* [Excerpt to read]
§
# New 2015 F-150 v8 5.0 L 4x4 w/ Tow Package



## seacer (Dec 9, 2012)

Hi guy's 
how does the 2015 F-150 Lariat with the V-8 5.0 L handle when pulling over 10k lbs ? I just bought this truck and my Travel trailer I only pull a couple times a year which is close to 10 K lbs in weight and wanted to know if any of you have this truck with the tow package and pulled with it how did it handle?


----------



## Gottagofishin (Dec 17, 2005)

It should pull it but you are definitely going to know it's back there. There probably isn't any way you won't be over weight, so take it easy.


----------



## seacer (Dec 9, 2012)

The truck is rated to tow 14,500 lbs it should tow this T.T no problem but I will agree with U I will know I'm pulling a T.T. 

I had a F-150 ECO Boost before and it pulled that trailer from northern PA to Tomball TX one trip. No problem with the ECO Boost pulling it. That is a horse !

searacer


----------



## fin&feather (Jun 24, 2008)

have an 11 f150, and pulled a 32 few mos back with a 15 expedition eco, same results with both.. HP is never an issue and anything over 29 ft will give you white knuckles when you hit 60


----------



## Gottagofishin (Dec 17, 2005)

According to Ford, Maximum towing capacity for an a 5.0 4x4 F150 SCrew is 10,900 with the heavy payload package and 3.73 rear end. That is for a base truck with a driver and half a tank of gas.
§
* [Written task] Copy down the whole F-150 towing thread word for word. The data after this point was gathered from a different place.

* [Dataset entries]
§
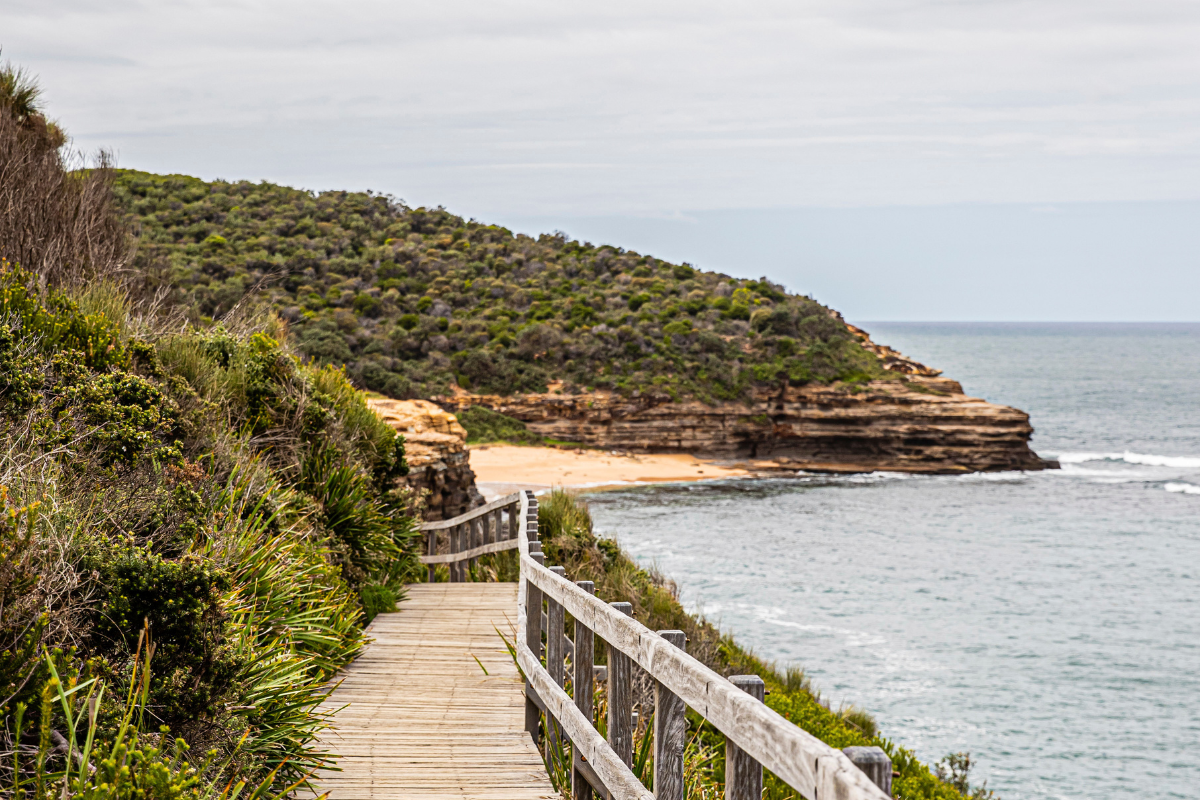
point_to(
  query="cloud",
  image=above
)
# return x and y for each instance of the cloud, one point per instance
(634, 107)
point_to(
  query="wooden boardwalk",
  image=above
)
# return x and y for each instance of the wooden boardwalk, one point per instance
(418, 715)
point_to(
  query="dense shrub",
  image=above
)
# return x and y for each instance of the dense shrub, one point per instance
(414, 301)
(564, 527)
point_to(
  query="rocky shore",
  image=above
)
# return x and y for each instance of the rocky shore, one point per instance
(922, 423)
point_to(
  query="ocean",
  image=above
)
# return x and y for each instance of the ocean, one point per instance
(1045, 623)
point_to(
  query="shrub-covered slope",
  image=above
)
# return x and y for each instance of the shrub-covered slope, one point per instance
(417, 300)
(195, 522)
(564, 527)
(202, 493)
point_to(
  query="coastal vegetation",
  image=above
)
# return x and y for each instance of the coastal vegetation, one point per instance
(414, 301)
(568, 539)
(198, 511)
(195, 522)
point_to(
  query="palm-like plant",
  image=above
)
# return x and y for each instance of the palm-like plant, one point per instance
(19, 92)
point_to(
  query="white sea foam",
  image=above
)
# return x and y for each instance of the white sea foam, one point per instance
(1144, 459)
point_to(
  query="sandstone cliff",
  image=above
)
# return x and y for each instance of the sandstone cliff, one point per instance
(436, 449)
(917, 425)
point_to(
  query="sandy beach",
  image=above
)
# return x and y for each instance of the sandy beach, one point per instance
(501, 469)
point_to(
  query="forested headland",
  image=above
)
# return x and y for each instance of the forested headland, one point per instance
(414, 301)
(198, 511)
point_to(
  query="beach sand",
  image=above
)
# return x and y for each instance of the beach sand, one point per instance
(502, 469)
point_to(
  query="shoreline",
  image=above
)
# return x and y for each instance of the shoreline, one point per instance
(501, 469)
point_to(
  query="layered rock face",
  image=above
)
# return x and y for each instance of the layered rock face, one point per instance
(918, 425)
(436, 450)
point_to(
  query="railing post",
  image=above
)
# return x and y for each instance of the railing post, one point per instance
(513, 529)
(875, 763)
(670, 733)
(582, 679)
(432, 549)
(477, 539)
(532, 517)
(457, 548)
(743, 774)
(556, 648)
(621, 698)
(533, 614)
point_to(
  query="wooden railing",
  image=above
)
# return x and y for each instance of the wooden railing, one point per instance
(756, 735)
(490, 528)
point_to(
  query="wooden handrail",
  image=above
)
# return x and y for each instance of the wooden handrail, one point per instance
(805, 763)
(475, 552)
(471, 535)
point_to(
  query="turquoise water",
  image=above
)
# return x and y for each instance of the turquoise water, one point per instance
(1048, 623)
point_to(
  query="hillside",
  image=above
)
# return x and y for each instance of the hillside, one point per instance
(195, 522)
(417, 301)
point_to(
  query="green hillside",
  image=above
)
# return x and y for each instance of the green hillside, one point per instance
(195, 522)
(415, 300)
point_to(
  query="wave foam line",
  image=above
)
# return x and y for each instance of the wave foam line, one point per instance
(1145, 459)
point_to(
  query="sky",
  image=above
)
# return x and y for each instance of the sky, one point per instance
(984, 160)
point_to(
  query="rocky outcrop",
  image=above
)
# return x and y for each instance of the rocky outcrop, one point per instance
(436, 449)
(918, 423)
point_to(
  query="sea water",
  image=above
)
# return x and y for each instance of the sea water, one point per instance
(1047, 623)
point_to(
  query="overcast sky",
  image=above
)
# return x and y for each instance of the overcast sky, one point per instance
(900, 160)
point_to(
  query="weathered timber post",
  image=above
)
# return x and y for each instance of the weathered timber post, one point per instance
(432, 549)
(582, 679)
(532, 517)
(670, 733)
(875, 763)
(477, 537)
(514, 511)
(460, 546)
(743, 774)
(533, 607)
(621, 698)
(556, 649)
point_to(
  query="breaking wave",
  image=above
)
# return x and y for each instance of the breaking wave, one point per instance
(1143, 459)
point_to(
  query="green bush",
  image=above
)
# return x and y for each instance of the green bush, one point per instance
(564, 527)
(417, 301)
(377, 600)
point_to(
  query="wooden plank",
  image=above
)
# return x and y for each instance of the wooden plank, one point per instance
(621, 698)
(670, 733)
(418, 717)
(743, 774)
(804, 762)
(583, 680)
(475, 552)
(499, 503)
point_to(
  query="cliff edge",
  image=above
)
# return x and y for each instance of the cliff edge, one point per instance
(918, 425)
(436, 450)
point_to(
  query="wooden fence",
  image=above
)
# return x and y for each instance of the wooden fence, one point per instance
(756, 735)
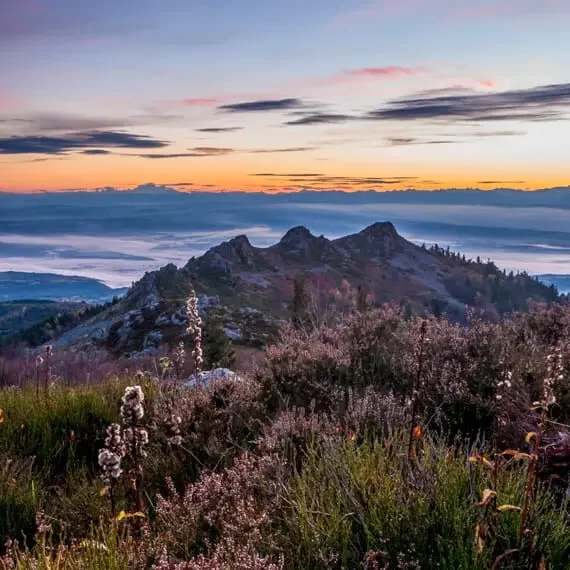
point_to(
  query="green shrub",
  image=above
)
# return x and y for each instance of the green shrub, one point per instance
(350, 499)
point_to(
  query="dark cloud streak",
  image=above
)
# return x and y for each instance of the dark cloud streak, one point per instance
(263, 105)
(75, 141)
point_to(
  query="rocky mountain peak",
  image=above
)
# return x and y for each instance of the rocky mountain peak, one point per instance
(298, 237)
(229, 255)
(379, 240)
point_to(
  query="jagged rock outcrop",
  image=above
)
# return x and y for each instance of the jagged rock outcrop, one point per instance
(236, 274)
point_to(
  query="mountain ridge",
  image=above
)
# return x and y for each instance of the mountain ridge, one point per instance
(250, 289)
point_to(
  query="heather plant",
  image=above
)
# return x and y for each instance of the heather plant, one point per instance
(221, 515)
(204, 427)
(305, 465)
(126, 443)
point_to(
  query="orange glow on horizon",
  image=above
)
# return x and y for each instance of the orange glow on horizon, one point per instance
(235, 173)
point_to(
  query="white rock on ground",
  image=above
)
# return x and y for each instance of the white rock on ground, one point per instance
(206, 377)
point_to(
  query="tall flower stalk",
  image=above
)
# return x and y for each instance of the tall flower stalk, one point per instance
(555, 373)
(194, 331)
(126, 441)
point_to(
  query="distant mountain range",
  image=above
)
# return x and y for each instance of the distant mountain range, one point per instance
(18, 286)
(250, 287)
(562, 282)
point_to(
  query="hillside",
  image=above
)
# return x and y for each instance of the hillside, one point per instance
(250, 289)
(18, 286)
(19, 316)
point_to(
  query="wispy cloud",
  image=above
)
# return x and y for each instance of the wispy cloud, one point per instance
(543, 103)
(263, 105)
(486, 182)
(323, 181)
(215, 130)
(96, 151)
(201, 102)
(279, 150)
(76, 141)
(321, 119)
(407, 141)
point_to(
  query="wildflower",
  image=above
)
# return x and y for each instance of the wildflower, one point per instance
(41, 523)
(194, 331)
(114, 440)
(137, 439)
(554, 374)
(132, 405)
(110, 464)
§
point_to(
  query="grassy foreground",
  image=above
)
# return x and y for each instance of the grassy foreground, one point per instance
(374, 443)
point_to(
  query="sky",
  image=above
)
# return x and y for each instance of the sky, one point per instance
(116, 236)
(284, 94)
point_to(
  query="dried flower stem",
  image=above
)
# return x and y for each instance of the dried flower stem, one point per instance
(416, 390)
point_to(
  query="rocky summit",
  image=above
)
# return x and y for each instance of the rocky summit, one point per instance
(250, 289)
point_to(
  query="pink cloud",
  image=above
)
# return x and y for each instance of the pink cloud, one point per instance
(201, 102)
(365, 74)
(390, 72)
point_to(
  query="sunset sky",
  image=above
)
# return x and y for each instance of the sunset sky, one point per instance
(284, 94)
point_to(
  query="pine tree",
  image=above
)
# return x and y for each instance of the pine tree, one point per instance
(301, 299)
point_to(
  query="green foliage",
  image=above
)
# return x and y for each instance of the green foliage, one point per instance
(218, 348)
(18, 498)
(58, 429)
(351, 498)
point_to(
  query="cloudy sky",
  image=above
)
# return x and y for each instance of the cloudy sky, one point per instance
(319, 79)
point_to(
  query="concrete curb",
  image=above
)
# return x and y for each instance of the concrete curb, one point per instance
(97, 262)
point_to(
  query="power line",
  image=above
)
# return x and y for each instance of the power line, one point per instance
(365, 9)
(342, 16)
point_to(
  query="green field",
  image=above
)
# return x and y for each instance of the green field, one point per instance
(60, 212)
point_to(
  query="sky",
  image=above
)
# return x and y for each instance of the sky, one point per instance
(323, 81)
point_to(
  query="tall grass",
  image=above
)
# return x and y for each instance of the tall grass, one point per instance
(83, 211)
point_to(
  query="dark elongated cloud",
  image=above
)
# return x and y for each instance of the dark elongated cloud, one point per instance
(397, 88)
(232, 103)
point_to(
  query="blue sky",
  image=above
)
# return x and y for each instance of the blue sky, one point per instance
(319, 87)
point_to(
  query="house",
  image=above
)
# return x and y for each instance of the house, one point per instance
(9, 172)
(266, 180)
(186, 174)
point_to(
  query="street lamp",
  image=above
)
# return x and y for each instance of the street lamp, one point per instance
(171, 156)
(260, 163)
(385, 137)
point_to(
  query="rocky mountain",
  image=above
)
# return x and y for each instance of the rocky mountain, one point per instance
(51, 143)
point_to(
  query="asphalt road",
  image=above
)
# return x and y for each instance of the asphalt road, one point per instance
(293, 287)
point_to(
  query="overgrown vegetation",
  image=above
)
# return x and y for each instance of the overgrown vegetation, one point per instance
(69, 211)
§
* [Written answer]
# New 2015 F-150 v8 5.0 L 4x4 w/ Tow Package



## seacer (Dec 9, 2012)

Hi guy's 
how does the 2015 F-150 Lariat with the V-8 5.0 L handle when pulling over 10k lbs ? I just bought this truck and my Travel trailer I only pull a couple times a year which is close to 10 K lbs in weight and wanted to know if any of you have this truck with the tow package and pulled with it how did it handle?


----------



## Gottagofishin (Dec 17, 2005)

It should pull it but you are definitely going to know it's back there. There probably isn't any way you won't be over weight, so take it easy.


----------



## seacer (Dec 9, 2012)

The truck is rated to tow 14,500 lbs it should tow this T.T no problem but I will agree with U I will know I'm pulling a T.T. 

I had a F-150 ECO Boost before and it pulled that trailer from northern PA to Tomball TX one trip. No problem with the ECO Boost pulling it. That is a horse !

searacer


----------



## fin&feather (Jun 24, 2008)

have an 11 f150, and pulled a 32 few mos back with a 15 expedition eco, same results with both.. HP is never an issue and anything over 29 ft will give you white knuckles when you hit 60


----------



## Gottagofishin (Dec 17, 2005)

According to Ford, Maximum towing capacity for an a 5.0 4x4 F150 SCrew is 10,900 with the heavy payload package and 3.73 rear end. That is for a base truck with a driver and half a tank of gas.